* Begin *

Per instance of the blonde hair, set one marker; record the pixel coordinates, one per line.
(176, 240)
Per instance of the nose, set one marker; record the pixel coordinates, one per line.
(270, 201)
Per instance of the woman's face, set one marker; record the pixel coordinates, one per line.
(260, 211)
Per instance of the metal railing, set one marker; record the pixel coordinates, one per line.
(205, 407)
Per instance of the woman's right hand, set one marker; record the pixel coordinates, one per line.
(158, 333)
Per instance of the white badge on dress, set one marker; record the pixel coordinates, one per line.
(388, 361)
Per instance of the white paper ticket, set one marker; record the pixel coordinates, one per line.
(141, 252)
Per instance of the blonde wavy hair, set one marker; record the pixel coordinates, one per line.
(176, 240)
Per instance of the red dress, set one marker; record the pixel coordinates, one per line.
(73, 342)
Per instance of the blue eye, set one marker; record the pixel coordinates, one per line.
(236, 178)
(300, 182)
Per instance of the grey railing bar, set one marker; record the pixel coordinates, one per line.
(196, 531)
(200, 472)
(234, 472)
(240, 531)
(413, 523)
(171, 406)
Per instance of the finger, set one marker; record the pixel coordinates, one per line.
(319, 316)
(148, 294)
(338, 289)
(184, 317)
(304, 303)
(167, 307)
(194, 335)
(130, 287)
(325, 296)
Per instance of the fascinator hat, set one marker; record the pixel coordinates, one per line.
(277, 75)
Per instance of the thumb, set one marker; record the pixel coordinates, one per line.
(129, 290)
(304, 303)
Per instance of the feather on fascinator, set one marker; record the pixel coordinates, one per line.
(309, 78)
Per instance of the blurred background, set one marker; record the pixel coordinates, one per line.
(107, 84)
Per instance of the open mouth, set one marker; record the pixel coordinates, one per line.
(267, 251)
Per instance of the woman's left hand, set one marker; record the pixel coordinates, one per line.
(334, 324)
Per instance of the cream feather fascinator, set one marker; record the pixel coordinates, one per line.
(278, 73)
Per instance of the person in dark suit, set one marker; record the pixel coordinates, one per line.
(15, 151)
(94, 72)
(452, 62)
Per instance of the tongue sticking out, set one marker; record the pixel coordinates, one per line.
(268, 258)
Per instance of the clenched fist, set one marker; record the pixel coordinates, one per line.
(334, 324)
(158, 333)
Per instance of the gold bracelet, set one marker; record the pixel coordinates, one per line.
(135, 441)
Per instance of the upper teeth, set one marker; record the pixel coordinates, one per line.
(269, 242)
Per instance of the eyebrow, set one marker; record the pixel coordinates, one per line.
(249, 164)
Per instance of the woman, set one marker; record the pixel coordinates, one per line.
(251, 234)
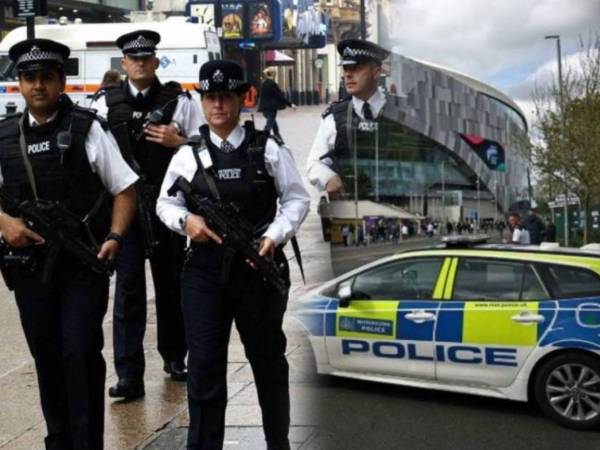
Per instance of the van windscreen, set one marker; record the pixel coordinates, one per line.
(7, 69)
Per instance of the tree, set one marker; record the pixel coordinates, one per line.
(566, 152)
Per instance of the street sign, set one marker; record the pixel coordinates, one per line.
(30, 8)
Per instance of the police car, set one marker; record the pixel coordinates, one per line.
(513, 322)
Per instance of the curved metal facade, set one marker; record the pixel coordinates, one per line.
(439, 105)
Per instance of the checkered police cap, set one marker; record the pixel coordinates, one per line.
(355, 51)
(139, 42)
(38, 54)
(222, 76)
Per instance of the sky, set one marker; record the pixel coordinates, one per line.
(500, 42)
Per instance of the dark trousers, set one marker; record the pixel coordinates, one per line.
(271, 122)
(62, 322)
(209, 308)
(129, 315)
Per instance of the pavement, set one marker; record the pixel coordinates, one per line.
(159, 420)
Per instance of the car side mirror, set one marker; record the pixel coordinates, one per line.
(345, 295)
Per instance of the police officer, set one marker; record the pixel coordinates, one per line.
(351, 119)
(150, 147)
(254, 170)
(62, 317)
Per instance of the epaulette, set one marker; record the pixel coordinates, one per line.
(10, 116)
(334, 106)
(277, 139)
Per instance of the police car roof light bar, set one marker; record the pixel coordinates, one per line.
(457, 241)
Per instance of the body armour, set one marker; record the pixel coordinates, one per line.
(60, 175)
(374, 140)
(125, 112)
(241, 177)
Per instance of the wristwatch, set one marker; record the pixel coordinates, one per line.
(177, 127)
(114, 237)
(183, 220)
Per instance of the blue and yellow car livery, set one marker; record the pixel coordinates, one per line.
(545, 349)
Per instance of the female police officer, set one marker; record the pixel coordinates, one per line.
(216, 289)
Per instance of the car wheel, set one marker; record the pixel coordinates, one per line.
(567, 389)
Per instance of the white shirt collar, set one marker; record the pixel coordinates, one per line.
(34, 123)
(376, 102)
(135, 91)
(235, 138)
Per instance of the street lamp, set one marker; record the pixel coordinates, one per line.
(556, 37)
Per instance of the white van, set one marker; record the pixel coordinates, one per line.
(183, 48)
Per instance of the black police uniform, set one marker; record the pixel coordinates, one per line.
(365, 134)
(62, 319)
(219, 287)
(129, 315)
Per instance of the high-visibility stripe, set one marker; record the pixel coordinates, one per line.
(450, 279)
(438, 291)
(492, 323)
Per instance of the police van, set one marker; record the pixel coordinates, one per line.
(183, 48)
(514, 322)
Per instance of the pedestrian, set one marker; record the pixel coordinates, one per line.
(218, 285)
(272, 100)
(430, 230)
(550, 231)
(330, 163)
(345, 234)
(535, 226)
(58, 153)
(404, 231)
(520, 235)
(148, 147)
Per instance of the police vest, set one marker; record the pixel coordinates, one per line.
(60, 175)
(124, 108)
(241, 177)
(372, 140)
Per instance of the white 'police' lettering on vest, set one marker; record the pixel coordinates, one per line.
(39, 147)
(229, 174)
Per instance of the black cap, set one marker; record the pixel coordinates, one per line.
(38, 54)
(355, 51)
(222, 76)
(139, 42)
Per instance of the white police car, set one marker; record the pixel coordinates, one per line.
(520, 323)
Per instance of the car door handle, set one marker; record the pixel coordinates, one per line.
(420, 316)
(528, 317)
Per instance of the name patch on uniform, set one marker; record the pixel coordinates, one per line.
(367, 125)
(372, 326)
(229, 174)
(39, 147)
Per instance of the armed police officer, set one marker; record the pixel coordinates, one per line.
(59, 169)
(150, 121)
(246, 172)
(352, 128)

* End *

GOAL
Render every line of the items above as a JSON list of strings, one string per line, and skip blank lines. Leave the pictures out of the output.

ANSWER FOR THIS EXERCISE
[
  "Per instance of the blonde hair, set one marker; record the pixel coordinates, one per line.",
  "(176, 240)",
  "Per instance of the nose, set one marker; record the pixel coordinates, one per line.",
  "(270, 201)",
  "Per instance of the woman's face, set one marker; record the pixel coordinates, one per line.",
  "(260, 211)",
  "Per instance of the metal railing, set one marker; record the pixel coordinates, one per line.",
  "(205, 407)",
  "Per instance of the woman's right hand, set one marker; record the pixel coordinates, one per line.",
  "(158, 333)",
  "Per instance of the white badge on dress, set one marker; record the pixel coordinates, one per line.",
  "(388, 361)",
  "Per instance of the white paper ticket, set one marker; record the pixel coordinates, one per line.",
  "(141, 252)",
  "Per instance of the blonde wavy hair, set one marker; record the pixel coordinates, one per line.",
  "(176, 240)",
  "Per instance of the red dress, set one marker; record the pixel coordinates, one per line.",
  "(73, 342)",
  "Per instance of the blue eye, set one marker; record the pixel coordinates, one per line.",
  "(236, 178)",
  "(300, 182)",
  "Per instance of the grey railing bar, set one marker; record the pixel coordinates, one per line.",
  "(196, 531)",
  "(200, 472)",
  "(234, 472)",
  "(240, 531)",
  "(413, 523)",
  "(171, 406)",
  "Per instance of the finger, set one marker; record the pixel coordinates, one per line.",
  "(319, 316)",
  "(148, 294)",
  "(338, 289)",
  "(184, 317)",
  "(304, 303)",
  "(167, 307)",
  "(194, 335)",
  "(130, 287)",
  "(325, 296)",
  "Per instance of the fascinator hat, set one marker; record the pixel coordinates, one per line.",
  "(277, 75)",
  "Per instance of the thumb, set one marker; record the pixel coordinates, one per line.",
  "(129, 290)",
  "(304, 303)",
  "Per instance of the feather on fascinator, set one marker; record the pixel coordinates, one per line.",
  "(309, 78)",
  "Per instance of the blurred background, set one marker; record the pixel coordinates, one per line.",
  "(107, 84)",
  "Per instance of the open mouth, set one marker; record the pixel coordinates, one per line.",
  "(267, 251)",
  "Per instance of the woman's left hand, set one marker; record the pixel coordinates, one per line.",
  "(334, 324)",
  "Per instance of the cream feather fascinator, set one marker; record the pixel coordinates, one per line.",
  "(278, 73)",
  "Per instance of the person in dark suit, set one marker; record the pixel coordinates, one per line.",
  "(15, 151)",
  "(94, 72)",
  "(452, 62)",
  "Per instance of the tongue sticking out, set one marker; record the pixel coordinates, one per line.",
  "(268, 258)",
  "Per instance of the clenched fist, set one marker; record the pixel coordinates, one per line.",
  "(334, 324)",
  "(158, 333)",
  "Per instance of the gold bracelet, set one marker; record the pixel coordinates, one per line.",
  "(135, 441)",
  "Per instance of the upper teeth, set one marker; record the pixel coordinates, one per line.",
  "(269, 242)",
  "Per instance of the eyebrow, set one marker; record the pixel coordinates, one per line.",
  "(249, 164)",
  "Per instance of the woman, set one marker; record the pixel coordinates, one per line.",
  "(251, 234)",
  "Per instance of the van windscreen, set one marker; record the pixel coordinates, one per line.",
  "(7, 69)",
  "Per instance of the tree, set one marker; record the pixel coordinates, one per line.",
  "(566, 152)",
  "Per instance of the street sign, set one marker; record the pixel coordinates, one per line.",
  "(30, 8)",
  "Per instance of the police car, set one marker; record the pixel coordinates, one per line.",
  "(513, 322)",
  "Per instance of the curved metal facade, set one marker; record the pixel coordinates, one per line.",
  "(439, 105)",
  "Per instance of the checkered police cap, set one marker; record the pixel coordinates, one per line.",
  "(355, 51)",
  "(139, 42)",
  "(38, 54)",
  "(222, 76)",
  "Per instance of the sky, set one marker; record the pixel coordinates, one per line.",
  "(500, 42)",
  "Per instance of the dark trousers, set one marker; record the pixel coordinates, one per line.",
  "(271, 122)",
  "(62, 322)",
  "(209, 308)",
  "(129, 315)",
  "Per instance of the pavement, set one marker; record the pixel coordinates, one per line.",
  "(159, 420)",
  "Per instance of the car side mirror, set one marker; record the pixel coordinates, one per line.",
  "(345, 295)",
  "Per instance of the police officer, set one marker; record the pixel coordinates, one per line.",
  "(351, 119)",
  "(150, 147)",
  "(254, 170)",
  "(62, 317)",
  "Per instance of the epaulette, set one marker; record the pixel coordinates, one per line.",
  "(10, 116)",
  "(334, 106)",
  "(277, 139)",
  "Per instance of the police car roof light bar, set one marker; record the pixel coordinates, one per line.",
  "(457, 241)",
  "Per instance of the body armour, set one marker; record the pixel coordinates, one per line.",
  "(60, 175)",
  "(374, 140)",
  "(125, 112)",
  "(241, 177)",
  "Per instance of the wristwatch, set one marker; record the pixel coordinates, one per line.",
  "(177, 127)",
  "(114, 237)",
  "(183, 220)",
  "Per instance of the blue and yellow car livery, set one marker; record the pixel coordinates, one per line.",
  "(545, 349)",
  "Per instance of the female police officer, set one marker; record the pixel coordinates, one per line.",
  "(216, 289)",
  "Per instance of the car wheel, set one marker; record the pixel coordinates, one per line.",
  "(567, 389)",
  "Per instance of the white shirt collar, set one marker; record the pixel coordinates, one per line.",
  "(34, 123)",
  "(376, 102)",
  "(135, 91)",
  "(235, 138)",
  "Per instance of the street lamp, set one marker; record the pixel coordinates, one per line.",
  "(556, 37)",
  "Per instance of the white van, set one marker; record the pixel coordinates, one per line.",
  "(183, 48)",
  "Per instance of the black police uniform, set one marker; record the pixel coordinates, one per line.",
  "(365, 134)",
  "(62, 319)",
  "(219, 287)",
  "(129, 315)",
  "Per instance of the high-visibility stripe, set one marker; record the pixel coordinates, one per line.",
  "(450, 279)",
  "(438, 291)",
  "(492, 323)",
  "Per instance of the police van, set one marker; record the pixel coordinates, one per line.",
  "(183, 48)",
  "(514, 322)",
  "Per instance of the pedestrian, set one marker; record the pixel coordinates, one per line.",
  "(218, 285)",
  "(272, 100)",
  "(430, 230)",
  "(550, 231)",
  "(330, 163)",
  "(345, 234)",
  "(535, 226)",
  "(58, 153)",
  "(404, 231)",
  "(520, 235)",
  "(148, 147)",
  "Per instance of the police vest, set one marker; record the pixel coordinates, one per line.",
  "(60, 175)",
  "(124, 108)",
  "(241, 177)",
  "(372, 140)",
  "Per instance of the white 'police' lettering on vest, set one marker; record the pixel coordinates, one per line.",
  "(39, 147)",
  "(229, 174)",
  "Per instance of the black cap, set one marker; record the pixel coordinates, one per line.",
  "(38, 54)",
  "(355, 51)",
  "(222, 76)",
  "(139, 42)",
  "Per instance of the white police car, set one marker; record the pixel coordinates, one per line.",
  "(520, 323)",
  "Per instance of the car door handle, set one marker; record the pixel coordinates, one per line.",
  "(420, 316)",
  "(528, 317)",
  "Per instance of the name patch on uniform, set one marker; record the pixel coordinates, one per line.",
  "(367, 125)",
  "(372, 326)",
  "(229, 174)",
  "(39, 147)",
  "Per instance of the armed police officer, set one marker; record the pixel coordinates, one per line.",
  "(59, 169)",
  "(150, 121)",
  "(246, 172)",
  "(352, 128)"
]